» Stated task: Reproduce the data below word for word, keeping every line unchanged.

[Records excerpted from a collection]
------------

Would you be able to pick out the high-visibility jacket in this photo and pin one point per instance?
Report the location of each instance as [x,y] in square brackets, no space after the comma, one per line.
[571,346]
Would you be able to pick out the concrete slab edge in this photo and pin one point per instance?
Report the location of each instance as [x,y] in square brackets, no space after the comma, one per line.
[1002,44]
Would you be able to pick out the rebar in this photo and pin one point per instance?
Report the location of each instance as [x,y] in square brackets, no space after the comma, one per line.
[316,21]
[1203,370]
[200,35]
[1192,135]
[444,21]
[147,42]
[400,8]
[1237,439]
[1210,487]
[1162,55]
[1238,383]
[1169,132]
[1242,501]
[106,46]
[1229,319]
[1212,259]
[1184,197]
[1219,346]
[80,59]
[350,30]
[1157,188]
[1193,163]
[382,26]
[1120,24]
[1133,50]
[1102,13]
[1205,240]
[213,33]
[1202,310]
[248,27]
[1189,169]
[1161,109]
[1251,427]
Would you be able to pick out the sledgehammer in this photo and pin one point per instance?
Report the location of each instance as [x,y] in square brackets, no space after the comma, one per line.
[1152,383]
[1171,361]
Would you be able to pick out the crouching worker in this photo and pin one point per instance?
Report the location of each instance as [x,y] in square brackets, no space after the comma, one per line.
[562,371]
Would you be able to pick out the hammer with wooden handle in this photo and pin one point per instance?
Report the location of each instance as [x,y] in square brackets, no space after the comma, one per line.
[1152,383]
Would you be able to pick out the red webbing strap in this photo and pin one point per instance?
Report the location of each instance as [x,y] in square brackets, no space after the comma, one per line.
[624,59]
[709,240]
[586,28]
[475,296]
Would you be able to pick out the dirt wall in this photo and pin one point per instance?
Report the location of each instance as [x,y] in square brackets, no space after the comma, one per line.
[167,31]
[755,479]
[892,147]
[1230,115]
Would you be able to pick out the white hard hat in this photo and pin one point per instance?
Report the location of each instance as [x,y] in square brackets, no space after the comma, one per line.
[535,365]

------------

» Answer to the exercise:
Would you be able to pick out the high-visibility jacket in this photo and pin one point per instance?
Report the location of each instance as [x,y] in square brackets, no space after the comma, one per line.
[571,346]
Would you be able to pick out the concrete slab edge in this photo and pin one point per instance?
Report the location of each instance as [x,y] in square brackets, no space after the comma, one per line.
[1002,44]
Would you be able to pick out the rebar in this photo and pin one point per instance?
Report the location of each instance as [x,y] in square brackets, no space after the comma, one per line.
[316,21]
[1203,370]
[200,35]
[1192,135]
[444,21]
[147,42]
[400,8]
[1237,439]
[1210,487]
[1162,55]
[1238,383]
[1169,132]
[1242,501]
[106,46]
[1229,319]
[1212,259]
[1184,197]
[1219,346]
[80,59]
[350,30]
[1157,188]
[1193,163]
[382,26]
[1120,24]
[1133,50]
[1102,13]
[1205,240]
[213,33]
[1202,310]
[248,27]
[1189,169]
[1161,109]
[1251,427]
Would you be able to pick out the sledgehammer in this photo and pin one point per instance?
Report the location of each instance as [x,y] in square brackets, no space after the comma, one per line.
[1152,383]
[1171,361]
Would you be able to pick out the crouching worker in this photo and pin one point per instance?
Report the location of each instance as [x,y] in square brackets, no space after the comma, one per line.
[562,371]
Would you be able to pick out the hammer with wooden handle in this photo and pin one point per instance?
Report the location of each instance as [x,y] in square brackets, no space after the comma, one per line.
[1152,383]
Would you be able to pick out the red webbing strap in this photo and pin one point per instance?
Report the location of each instance as [x,y] in square brackets, no space after the comma, one per line.
[624,59]
[709,240]
[586,28]
[475,296]
Would you be able to pick out the dirt wall in this photo and pin one point per instance?
Report the location of each instance as [x,y] in square brackets, no space after the comma, one per line.
[167,31]
[755,479]
[892,147]
[1230,115]
Would you be able to pick out the white hard hat in this photo and pin one point per instance?
Report the location of each instance as [x,y] in square brackets, no space after the comma, one per line.
[535,365]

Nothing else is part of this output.